Data entries:

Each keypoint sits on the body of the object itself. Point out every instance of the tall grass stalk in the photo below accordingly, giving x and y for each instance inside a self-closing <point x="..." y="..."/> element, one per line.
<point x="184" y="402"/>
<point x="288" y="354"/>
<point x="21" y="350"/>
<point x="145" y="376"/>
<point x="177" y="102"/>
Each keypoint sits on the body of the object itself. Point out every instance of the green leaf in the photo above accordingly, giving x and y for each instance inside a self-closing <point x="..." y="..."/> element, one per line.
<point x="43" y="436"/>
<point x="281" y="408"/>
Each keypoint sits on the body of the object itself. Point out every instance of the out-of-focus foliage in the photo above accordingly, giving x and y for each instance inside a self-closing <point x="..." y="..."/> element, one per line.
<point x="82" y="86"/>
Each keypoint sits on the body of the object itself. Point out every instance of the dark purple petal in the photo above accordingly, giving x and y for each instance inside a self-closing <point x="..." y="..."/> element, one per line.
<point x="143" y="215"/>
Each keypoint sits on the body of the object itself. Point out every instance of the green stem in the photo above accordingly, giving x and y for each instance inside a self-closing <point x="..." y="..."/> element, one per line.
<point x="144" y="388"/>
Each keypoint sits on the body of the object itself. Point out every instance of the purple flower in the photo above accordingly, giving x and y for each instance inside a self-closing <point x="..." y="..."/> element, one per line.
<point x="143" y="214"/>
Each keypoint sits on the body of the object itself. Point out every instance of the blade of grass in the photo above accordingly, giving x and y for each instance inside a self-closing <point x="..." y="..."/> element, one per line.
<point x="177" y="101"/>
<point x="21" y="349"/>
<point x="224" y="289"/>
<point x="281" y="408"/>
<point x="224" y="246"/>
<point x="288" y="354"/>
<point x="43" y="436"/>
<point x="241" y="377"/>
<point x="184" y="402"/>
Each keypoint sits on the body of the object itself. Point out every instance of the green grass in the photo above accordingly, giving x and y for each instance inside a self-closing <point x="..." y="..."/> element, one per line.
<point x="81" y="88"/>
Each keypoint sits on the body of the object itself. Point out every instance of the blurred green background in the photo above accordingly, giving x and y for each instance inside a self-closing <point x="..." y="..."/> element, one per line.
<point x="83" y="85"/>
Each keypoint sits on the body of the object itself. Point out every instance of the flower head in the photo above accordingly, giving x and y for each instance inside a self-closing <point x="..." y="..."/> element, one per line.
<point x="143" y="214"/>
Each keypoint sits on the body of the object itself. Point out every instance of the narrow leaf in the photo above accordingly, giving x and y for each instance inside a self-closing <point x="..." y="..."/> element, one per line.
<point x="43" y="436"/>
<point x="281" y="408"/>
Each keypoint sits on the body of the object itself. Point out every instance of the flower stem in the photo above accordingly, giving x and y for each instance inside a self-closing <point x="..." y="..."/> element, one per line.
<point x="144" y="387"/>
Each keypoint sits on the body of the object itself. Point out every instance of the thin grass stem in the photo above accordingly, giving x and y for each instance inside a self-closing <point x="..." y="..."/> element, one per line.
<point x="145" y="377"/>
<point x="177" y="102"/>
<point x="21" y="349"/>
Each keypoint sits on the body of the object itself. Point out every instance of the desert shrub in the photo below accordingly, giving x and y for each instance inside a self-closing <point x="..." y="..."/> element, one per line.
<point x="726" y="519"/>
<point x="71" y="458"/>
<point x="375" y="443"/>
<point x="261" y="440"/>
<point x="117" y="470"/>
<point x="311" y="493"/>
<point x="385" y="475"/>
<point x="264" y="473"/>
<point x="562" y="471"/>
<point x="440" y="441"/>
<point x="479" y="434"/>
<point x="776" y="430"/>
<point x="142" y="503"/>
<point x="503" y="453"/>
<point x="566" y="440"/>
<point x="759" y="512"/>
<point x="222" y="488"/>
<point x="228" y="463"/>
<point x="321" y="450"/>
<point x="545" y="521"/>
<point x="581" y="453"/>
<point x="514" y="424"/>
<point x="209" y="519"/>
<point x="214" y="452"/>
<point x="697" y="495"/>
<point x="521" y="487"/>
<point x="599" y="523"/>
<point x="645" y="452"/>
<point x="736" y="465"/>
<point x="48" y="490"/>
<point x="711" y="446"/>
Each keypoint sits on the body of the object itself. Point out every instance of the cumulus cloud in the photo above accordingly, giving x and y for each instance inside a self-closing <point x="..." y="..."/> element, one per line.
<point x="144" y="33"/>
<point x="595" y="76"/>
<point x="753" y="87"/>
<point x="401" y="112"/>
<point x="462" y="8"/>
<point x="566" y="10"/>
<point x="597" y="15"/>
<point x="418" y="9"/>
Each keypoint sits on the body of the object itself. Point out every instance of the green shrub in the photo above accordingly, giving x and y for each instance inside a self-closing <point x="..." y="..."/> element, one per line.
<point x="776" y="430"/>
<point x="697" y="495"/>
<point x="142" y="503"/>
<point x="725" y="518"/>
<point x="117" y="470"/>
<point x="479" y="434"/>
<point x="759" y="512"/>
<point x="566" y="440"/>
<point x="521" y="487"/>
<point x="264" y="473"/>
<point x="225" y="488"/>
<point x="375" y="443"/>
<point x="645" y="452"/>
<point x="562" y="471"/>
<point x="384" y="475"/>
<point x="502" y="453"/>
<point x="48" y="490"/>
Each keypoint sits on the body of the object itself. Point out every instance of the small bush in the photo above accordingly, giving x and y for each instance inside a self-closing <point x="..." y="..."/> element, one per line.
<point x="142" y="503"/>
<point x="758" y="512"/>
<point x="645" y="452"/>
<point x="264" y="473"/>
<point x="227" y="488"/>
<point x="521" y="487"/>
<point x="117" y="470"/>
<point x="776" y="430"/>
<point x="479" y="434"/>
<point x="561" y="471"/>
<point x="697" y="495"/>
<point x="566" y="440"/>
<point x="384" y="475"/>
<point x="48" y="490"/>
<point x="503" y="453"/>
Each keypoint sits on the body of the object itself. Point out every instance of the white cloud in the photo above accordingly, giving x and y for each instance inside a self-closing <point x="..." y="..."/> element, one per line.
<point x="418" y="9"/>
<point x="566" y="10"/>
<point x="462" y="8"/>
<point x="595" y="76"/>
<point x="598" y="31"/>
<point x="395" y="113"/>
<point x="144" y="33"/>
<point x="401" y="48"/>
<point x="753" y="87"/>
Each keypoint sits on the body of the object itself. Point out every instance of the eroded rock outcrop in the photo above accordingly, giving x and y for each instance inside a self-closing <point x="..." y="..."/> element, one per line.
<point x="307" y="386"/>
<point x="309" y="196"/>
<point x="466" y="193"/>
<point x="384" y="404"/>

■ TASK PROMPT
The entries above must be returned in full, exactly as shown.

■ EXERCISE OUTPUT
Each keypoint sits on the body of the object itself. Point out every instance of the tall grass stalk in the photo below accordingly, giving x and y for each instance inside a self-closing <point x="..." y="..."/> element, one per line.
<point x="184" y="402"/>
<point x="288" y="354"/>
<point x="21" y="350"/>
<point x="145" y="376"/>
<point x="177" y="102"/>
Each keypoint sits on the body of the object itself. Point out every instance of the green leaf in the photo above accordingly, giving x and y for each instance inside a self-closing <point x="..." y="..."/> element, one per line.
<point x="43" y="436"/>
<point x="281" y="408"/>
Each keypoint sits on the body of the object itself. Point out every instance of the out-of-focus foliage in the photo above accordingly, giving x and y for each instance inside a self-closing <point x="..." y="..."/> element, one per line.
<point x="82" y="86"/>
Each keypoint sits on the body of the object itself. Point out every instance of the dark purple petal in the photo above accordingly, giving x and y for each instance inside a self-closing <point x="..." y="..."/> element, one per line.
<point x="143" y="215"/>
Each keypoint sits on the body of the object itself. Point out every instance of the green stem in the photo above accordingly, giving x and y for each instance inside a self-closing <point x="..." y="..."/> element, one per line.
<point x="144" y="388"/>
Each keypoint sits on the body of the object itself. Point out every instance of the purple flower in the photo above accordingly, giving x and y for each instance inside a self-closing <point x="..." y="..."/> element, one per line.
<point x="143" y="214"/>
Each keypoint sits on the body of the object itself. Point out every instance of the blade of grass in the photo above accordingly, giving x and y for each instance inside a self-closing <point x="..." y="..."/> element, one per line.
<point x="177" y="101"/>
<point x="21" y="349"/>
<point x="224" y="289"/>
<point x="281" y="408"/>
<point x="224" y="246"/>
<point x="288" y="354"/>
<point x="43" y="436"/>
<point x="241" y="377"/>
<point x="184" y="402"/>
Each keypoint sits on the body of the object itself. Point out every instance of the green grass in the photo above accordingly, giving x and y for each instance inside a self-closing <point x="..." y="..."/> element, one per line.
<point x="81" y="88"/>
Each keypoint sits on the body of the object itself. Point out every instance of the blurred green background in the photo above accordingly, giving x and y for each instance inside a self-closing <point x="..." y="..."/> element, one per line.
<point x="83" y="85"/>
Each keypoint sits on the body of the object itself. Point out every instance of the flower head in the photo above accordingly, giving x and y for each instance inside a self-closing <point x="..." y="..."/> element, one per line.
<point x="143" y="214"/>
Each keypoint sits on the body of the object itself. Point out every instance of the narrow leaf in the photo above accordingly, giving x and y for each instance inside a self-closing <point x="..." y="..."/> element, one per line.
<point x="43" y="436"/>
<point x="281" y="408"/>
Each keypoint sits on the body of the object itself. Point out every instance of the flower stem in the photo above accordingly, giving x and y for each instance inside a self-closing <point x="..." y="..."/> element, one per line.
<point x="144" y="387"/>
Each keypoint sits on the body of the object itself. Point out every instance of the thin grass stem in the photo above accordingly, giving x and y for each instance inside a self-closing <point x="..." y="..."/> element, one per line.
<point x="145" y="377"/>
<point x="177" y="102"/>
<point x="21" y="349"/>
Each keypoint sits on the body of the object itself. Point out every instance of the desert shrub in the photo below accordingly, giving x and y for each instance inside a self-closing <point x="..." y="..."/> element, one per line.
<point x="726" y="519"/>
<point x="71" y="458"/>
<point x="375" y="443"/>
<point x="261" y="440"/>
<point x="117" y="470"/>
<point x="311" y="493"/>
<point x="385" y="475"/>
<point x="264" y="473"/>
<point x="562" y="471"/>
<point x="440" y="441"/>
<point x="479" y="434"/>
<point x="776" y="430"/>
<point x="142" y="503"/>
<point x="503" y="453"/>
<point x="566" y="440"/>
<point x="759" y="512"/>
<point x="222" y="488"/>
<point x="228" y="463"/>
<point x="321" y="450"/>
<point x="545" y="521"/>
<point x="581" y="453"/>
<point x="514" y="424"/>
<point x="209" y="519"/>
<point x="214" y="452"/>
<point x="697" y="495"/>
<point x="521" y="487"/>
<point x="599" y="523"/>
<point x="645" y="452"/>
<point x="736" y="465"/>
<point x="48" y="490"/>
<point x="711" y="446"/>
Each keypoint sits on the body of the object itself. Point out every instance of the cumulus cloud in the photo above accordingly, giving x and y for each instance inside a self-closing <point x="..." y="..."/> element, one per line.
<point x="144" y="33"/>
<point x="595" y="76"/>
<point x="753" y="87"/>
<point x="401" y="112"/>
<point x="462" y="8"/>
<point x="566" y="10"/>
<point x="597" y="15"/>
<point x="418" y="9"/>
Each keypoint sits on the body of the object itself. Point out every instance of the green shrub in the photo above accordingly, giving x and y for each instance inside a self-closing <point x="..." y="..."/> element, one per line.
<point x="776" y="430"/>
<point x="697" y="495"/>
<point x="142" y="503"/>
<point x="725" y="518"/>
<point x="117" y="470"/>
<point x="479" y="434"/>
<point x="759" y="512"/>
<point x="566" y="440"/>
<point x="521" y="487"/>
<point x="264" y="473"/>
<point x="225" y="488"/>
<point x="375" y="443"/>
<point x="645" y="452"/>
<point x="562" y="471"/>
<point x="384" y="475"/>
<point x="502" y="453"/>
<point x="48" y="490"/>
Each keypoint sits on the body of the object itself. Point out every instance of the small bush in the photo above accordingly, giving x and y for each instance inside a self-closing <point x="..." y="..."/> element, one per line.
<point x="142" y="503"/>
<point x="758" y="512"/>
<point x="645" y="452"/>
<point x="264" y="473"/>
<point x="227" y="488"/>
<point x="521" y="487"/>
<point x="117" y="470"/>
<point x="776" y="430"/>
<point x="479" y="434"/>
<point x="561" y="471"/>
<point x="697" y="495"/>
<point x="566" y="440"/>
<point x="384" y="475"/>
<point x="48" y="490"/>
<point x="503" y="453"/>
Each keypoint sits on the body of the object itself. Point out every instance of the white cloud in the photo above accordingly, giving x and y for each instance inside a self-closing <point x="..." y="..."/> element, one per line.
<point x="418" y="9"/>
<point x="566" y="10"/>
<point x="462" y="8"/>
<point x="595" y="76"/>
<point x="598" y="31"/>
<point x="395" y="113"/>
<point x="144" y="33"/>
<point x="401" y="48"/>
<point x="753" y="87"/>
Each keypoint sits on the body of the object itself. Point out every instance of the eroded rock outcrop in the photo above accordingly, giving x and y for each instance inside a self-closing <point x="..." y="..."/> element, one per line.
<point x="307" y="386"/>
<point x="309" y="196"/>
<point x="466" y="193"/>
<point x="384" y="404"/>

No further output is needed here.